- **Requisitos da tarefa**
Reproduza sem nenhuma alteração o trecho do texto sobre queimaduras, apresentado abaixo, que começa com as palavras "Segundo os especialistas, a" e termina com "e até pescoço.".

- **Texto fornecido**
========================================

Ela não usa transporte público porque tem medo de que esbarrem no braço doente, além de não conseguir ficar em pé por muito tempo, devido a problemas na circulação das pernas. Mas se ficar muito tempo sentada, a pele entre as coxas esquenta.
Segundo o médico José Adorno, representante interinstitucional da Sociedade Brasileira de Queimaduras, os pacientes que sofrem com grandes ou médias queimaduras podem enfrentar doenças crônicas, doenças neurológicas (no caso de choque elétrico), estigmas por causa das cicatrizes e dificuldades emocionais.
“Existe uma invisibilidade desses pacientes hoje porque não são acolhidos na sociedade. Muitas crianças queimadas sofrem bullying e têm o desenvolvimento neuromotor muito prejudicado”, diz.
As sequelas ficam pelo resto da vida, diz o médico Wellington Menezes, cirurgião plástico da Sociedade Brasileira de Cirurgia Plástica (SBCP) e conselheiro da Associação Nacional dos Amigos e Vítimas de Queimaduras (Anaviq), fundada em 2018 por Alexandra.
Segundo os especialistas, a pele que é o maior órgão do corpo fica doente após a queimadura. Perde a capacidade de controle térmico, hidratação e proteção contra raios ultravioletas.
Além disso, diz Menezes, os enxertos de pele (quando a pele saudável de outra parte do corpo é usada para substituir a pele queimada) podem durar até dois anos para cicatrizar. Nesse período, podem cicatrizar bem ou não. Algumas aumentam de tamanho, formando queloide, outras ficam menores e limitam o movimento das articulações.
No último caso, o paciente pode não conseguir ter a mobilidade adequada de perna, braço e até pescoço.
As sequelas, porém, não são apenas funcionais. As cicatrizes das queimaduras geram dificuldades de reinserção social. “A gente não consegue minimizar a aparência da cicatriz a ponto de parecer que não existe. A pele enxertada fica com tonalidade e aspecto diferentes. Às vezes a pessoa não vai conseguir emprego pelo aspecto das cicatrizes”, diz Menezes.

========================================

- **Dados fornecidos**
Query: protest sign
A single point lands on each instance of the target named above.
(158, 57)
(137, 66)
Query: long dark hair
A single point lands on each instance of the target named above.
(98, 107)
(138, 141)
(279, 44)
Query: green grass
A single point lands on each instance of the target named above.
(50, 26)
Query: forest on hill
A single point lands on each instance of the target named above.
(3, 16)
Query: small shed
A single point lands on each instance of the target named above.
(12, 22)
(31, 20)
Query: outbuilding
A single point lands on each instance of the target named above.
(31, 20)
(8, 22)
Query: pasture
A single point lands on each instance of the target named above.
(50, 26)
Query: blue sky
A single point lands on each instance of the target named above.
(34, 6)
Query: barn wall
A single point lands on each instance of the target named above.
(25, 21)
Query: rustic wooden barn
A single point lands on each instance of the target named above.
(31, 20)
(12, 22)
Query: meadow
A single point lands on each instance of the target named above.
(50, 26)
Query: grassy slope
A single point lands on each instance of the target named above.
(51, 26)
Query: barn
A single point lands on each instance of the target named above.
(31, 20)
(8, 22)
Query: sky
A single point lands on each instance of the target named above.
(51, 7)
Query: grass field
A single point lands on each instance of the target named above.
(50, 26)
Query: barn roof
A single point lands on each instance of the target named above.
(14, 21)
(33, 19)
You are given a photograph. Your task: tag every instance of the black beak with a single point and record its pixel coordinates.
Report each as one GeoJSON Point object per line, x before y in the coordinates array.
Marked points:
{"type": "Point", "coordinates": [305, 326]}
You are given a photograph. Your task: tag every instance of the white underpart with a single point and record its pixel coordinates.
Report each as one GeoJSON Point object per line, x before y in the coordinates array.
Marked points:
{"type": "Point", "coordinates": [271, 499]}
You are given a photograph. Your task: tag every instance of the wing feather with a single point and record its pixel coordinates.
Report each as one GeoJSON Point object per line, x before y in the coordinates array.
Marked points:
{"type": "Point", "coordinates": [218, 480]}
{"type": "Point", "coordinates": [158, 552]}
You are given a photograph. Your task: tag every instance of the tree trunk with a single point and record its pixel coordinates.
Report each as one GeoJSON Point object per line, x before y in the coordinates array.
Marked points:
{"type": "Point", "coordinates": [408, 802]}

========================================

- **Resposta à tarefa**
Segundo os especialistas, a pele que é o maior órgão do corpo fica doente após a queimadura. Perde a capacidade de controle térmico, hidratação e proteção contra raios ultravioletas.
Além disso, diz Menezes, os enxertos de pele (quando a pele saudável de outra parte do corpo é usada para substituir a pele queimada) podem durar até dois anos para cicatrizar. Nesse período, podem cicatrizar bem ou não. Algumas aumentam de tamanho, formando queloide, outras ficam menores e limitam o movimento das articulações.
No último caso, o paciente pode não conseguir ter a mobilidade adequada de perna, braço e até pescoço.